In her latest book, The Latino Patient, Nilda Chong says that "When a non-Latino provider meets a Latino patient in the clinical setting, both face the challenges of a cross-cultural interaction". In this way, not only language can be a barrier, but also body language, and even voice tone. Within a medical appointment it is important to be able to get the patient to trust the provider and relax, so he or she can open up and share symptoms, habits and worries without fear of being misunderstood. Being able to speak the same language certainly helps, but it is not everything. There are things we can take into consideration that will help the interaction, even if it is carried out with the help of an interpreter.
First, any hospital or clinic knows the kind of surrounding local population and be prepared to offer services tailored to the neighborhood. For example, staff training on cultural competence will vary if the building is situated near Asian or near Latino communities, where their beliefs regarding science, doctors, and the help they can expect is culturally specific. Furthermore, the experience Latinos will have in mind about a visit to their doctors sometimes differs greatly from what is considered "common sense" or "customary" in America.

- **EXERCISE DATA**:
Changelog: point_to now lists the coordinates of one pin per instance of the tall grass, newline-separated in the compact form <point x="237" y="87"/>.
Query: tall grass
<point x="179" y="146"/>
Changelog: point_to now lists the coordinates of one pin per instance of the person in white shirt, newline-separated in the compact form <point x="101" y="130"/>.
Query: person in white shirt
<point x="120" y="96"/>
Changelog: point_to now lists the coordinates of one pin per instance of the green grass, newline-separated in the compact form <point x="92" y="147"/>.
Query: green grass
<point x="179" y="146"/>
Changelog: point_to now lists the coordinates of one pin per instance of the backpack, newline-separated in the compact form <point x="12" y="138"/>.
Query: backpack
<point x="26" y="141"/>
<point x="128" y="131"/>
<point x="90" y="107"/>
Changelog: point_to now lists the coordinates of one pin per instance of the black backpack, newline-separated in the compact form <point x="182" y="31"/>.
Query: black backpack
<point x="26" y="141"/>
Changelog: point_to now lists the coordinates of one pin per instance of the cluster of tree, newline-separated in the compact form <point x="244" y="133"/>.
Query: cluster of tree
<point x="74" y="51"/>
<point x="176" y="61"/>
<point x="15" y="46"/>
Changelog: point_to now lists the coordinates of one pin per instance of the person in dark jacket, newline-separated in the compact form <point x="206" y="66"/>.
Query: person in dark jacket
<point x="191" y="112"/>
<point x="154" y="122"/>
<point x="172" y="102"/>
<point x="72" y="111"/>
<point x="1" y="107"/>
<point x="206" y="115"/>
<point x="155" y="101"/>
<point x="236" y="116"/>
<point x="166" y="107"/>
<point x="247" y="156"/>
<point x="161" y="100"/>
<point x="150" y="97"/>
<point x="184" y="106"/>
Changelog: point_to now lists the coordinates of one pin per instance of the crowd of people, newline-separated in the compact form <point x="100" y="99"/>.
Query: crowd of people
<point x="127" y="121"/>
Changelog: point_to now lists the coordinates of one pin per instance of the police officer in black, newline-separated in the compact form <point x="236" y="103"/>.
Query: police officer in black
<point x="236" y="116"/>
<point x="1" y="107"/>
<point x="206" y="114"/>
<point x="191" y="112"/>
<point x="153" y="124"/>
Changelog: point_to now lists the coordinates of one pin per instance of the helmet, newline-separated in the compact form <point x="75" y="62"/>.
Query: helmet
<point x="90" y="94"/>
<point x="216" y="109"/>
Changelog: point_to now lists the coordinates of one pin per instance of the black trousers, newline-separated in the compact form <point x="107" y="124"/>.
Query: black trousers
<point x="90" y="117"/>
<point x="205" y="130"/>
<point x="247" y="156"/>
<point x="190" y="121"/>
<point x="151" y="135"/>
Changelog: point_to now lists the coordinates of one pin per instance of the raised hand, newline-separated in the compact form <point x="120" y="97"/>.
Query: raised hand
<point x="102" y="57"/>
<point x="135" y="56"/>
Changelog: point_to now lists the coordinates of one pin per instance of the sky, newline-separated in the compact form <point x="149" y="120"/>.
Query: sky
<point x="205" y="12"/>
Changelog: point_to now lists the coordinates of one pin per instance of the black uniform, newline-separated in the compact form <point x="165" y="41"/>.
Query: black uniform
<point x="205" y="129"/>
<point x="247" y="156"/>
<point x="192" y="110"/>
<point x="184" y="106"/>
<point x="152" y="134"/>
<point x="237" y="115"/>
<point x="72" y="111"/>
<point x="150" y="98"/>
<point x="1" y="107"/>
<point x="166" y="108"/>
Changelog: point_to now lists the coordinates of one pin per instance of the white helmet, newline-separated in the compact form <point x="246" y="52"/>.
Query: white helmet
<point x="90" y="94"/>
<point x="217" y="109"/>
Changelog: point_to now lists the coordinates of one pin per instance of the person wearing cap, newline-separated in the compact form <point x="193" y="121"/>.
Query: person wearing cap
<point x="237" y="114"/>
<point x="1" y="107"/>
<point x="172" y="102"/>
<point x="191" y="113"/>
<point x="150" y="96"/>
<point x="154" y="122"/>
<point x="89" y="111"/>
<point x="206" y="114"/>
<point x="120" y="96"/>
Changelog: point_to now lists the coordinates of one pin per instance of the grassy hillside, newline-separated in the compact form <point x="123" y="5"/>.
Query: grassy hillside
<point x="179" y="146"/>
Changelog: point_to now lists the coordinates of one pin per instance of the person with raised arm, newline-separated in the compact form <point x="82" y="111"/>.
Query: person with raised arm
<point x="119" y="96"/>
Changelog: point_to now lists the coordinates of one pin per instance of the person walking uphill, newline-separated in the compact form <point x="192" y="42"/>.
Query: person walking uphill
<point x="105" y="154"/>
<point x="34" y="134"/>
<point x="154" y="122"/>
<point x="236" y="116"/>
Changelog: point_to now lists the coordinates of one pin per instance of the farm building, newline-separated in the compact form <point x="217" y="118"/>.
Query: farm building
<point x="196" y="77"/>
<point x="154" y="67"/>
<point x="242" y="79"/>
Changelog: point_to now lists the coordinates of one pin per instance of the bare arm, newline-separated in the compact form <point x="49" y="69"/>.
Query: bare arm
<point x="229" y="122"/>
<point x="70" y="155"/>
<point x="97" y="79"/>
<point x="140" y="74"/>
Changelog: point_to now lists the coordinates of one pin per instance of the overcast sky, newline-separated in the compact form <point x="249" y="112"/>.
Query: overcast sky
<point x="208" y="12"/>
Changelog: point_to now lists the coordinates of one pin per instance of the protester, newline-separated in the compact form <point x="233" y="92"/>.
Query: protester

- **WORK INSTRUCTIONS**: Return the full text about Latino patients in clinical settings, word for word. The rows were taken from a separate source.

- **RESPONSE TO THE EXERCISE**:
In her latest book, The Latino Patient, Nilda Chong says that "When a non-Latino provider meets a Latino patient in the clinical setting, both face the challenges of a cross-cultural interaction". In this way, not only language can be a barrier, but also body language, and even voice tone. Within a medical appointment it is important to be able to get the patient to trust the provider and relax, so he or she can open up and share symptoms, habits and worries without fear of being misunderstood. Being able to speak the same language certainly helps, but it is not everything. There are things we can take into consideration that will help the interaction, even if it is carried out with the help of an interpreter.
First, any hospital or clinic knows the kind of surrounding local population and be prepared to offer services tailored to the neighborhood. For example, staff training on cultural competence will vary if the building is situated near Asian or near Latino communities, where their beliefs regarding science, doctors, and the help they can expect is culturally specific. Furthermore, the experience Latinos will have in mind about a visit to their doctors sometimes differs greatly from what is considered "common sense" or "customary" in America.